**Passage provided:**
Helen31, the link between bonding and pain is clearly marked as 'emerging research' in the prof's paper and referenced...the paper referenced gives a speculative association only. He's not teaching this.
peppamum - you're misreading my post, I think. Some women aim to give birth without pain relief for whatever reason (in my own case it was to avoid the risks of an epidural going wrong, together with a desire not to have my lower body numbed which for me was a horrible prospect - prob a personal thing - along with a desire to be in control myself and not medicalised). This is a challenge. It is increasingly difficult to meet this challenge, as the prof describes, in a maternity service which doesn't listen much to mothers and where care is fragmented and where birth is greatly feared.
When that challenge is met, despite the obstacles and barriers, why can it not be celebrated?
If someone does not set themselves that challenge, but (maybe) sets themselves a different one, lets say, to have a vaginal birth instead of a repeat section, or to breastfeed without bottles, then they can have that celebrated as well, can't they?
None of these examples - birth without pain relief, VBAC, bf without bottles - is a matter of purely personal choice. There are elements of chance and luck of the draw in all of them. But they do all the same sit in a cultural context that makes achieving them more difficult than it should be.
Can you see this has nothing to do with denigrating mothers who don't have same aims, and why sneering at the aims (with an ironic 'whoop de doo!') is so unpleasant?

**Data extracts:**
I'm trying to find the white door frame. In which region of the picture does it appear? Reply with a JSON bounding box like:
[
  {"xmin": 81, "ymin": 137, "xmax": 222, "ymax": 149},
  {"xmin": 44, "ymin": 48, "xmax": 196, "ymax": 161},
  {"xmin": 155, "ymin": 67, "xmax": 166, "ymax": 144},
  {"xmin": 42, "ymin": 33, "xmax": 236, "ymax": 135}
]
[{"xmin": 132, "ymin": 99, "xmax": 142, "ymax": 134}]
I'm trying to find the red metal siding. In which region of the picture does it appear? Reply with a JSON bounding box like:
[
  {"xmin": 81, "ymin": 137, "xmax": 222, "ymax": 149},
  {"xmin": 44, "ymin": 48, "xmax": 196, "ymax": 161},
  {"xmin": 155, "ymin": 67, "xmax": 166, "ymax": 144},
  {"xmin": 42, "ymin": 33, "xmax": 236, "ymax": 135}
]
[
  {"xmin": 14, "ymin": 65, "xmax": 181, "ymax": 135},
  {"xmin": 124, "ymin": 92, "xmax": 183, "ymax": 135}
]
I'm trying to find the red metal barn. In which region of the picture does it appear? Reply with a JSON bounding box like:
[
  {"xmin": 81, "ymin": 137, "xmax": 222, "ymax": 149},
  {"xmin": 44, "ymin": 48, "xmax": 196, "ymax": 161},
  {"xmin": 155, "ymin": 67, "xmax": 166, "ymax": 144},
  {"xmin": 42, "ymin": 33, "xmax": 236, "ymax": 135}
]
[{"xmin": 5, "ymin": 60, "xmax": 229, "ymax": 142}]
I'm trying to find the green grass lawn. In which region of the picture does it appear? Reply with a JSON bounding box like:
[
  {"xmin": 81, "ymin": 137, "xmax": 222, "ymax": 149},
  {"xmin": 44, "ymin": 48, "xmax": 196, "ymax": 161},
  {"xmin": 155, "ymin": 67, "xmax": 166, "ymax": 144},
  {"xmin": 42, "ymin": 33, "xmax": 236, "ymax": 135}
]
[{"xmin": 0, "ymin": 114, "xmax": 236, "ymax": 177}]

**Tasks to perform:**
1. What does the forum post say, summed up in two sentences?
2. Answer these from the forum post:
(a) How does the professor's paper mark the link between bonding and pain?
(b) What risk did the writer want to avoid by giving birth without pain relief?
(c) What ironic phrase does the writer say was used to sneer at the aims?
3. Can you copy the forum post from "If someone does" to "it should be."?
The data has no connection to the forum post.

**Answers to this exercise:**
1. The writer tells Helen31 that the professor's paper marks the link between bonding and pain as emerging research with only a speculative association, and tells peppamum that giving birth without pain relief is a challenge made harder by a maternity service that doesn't listen much to mothers. The writer argues that meeting such a challenge, or a different one such as a vaginal birth instead of a repeat section or breastfeeding without bottles, can be celebrated without denigrating mothers who have other aims.

2.
(a) As 'emerging research'
(b) An epidural going wrong
(c) 'whoop de doo!'

3.
If someone does not set themselves that challenge, but (maybe) sets themselves a different one, lets say, to have a vaginal birth instead of a repeat section, or to breastfeed without bottles, then they can have that celebrated as well, can't they?
None of these examples - birth without pain relief, VBAC, bf without bottles - is a matter of purely personal choice. There are elements of chance and luck of the draw in all of them. But they do all the same sit in a cultural context that makes achieving them more difficult than it should be.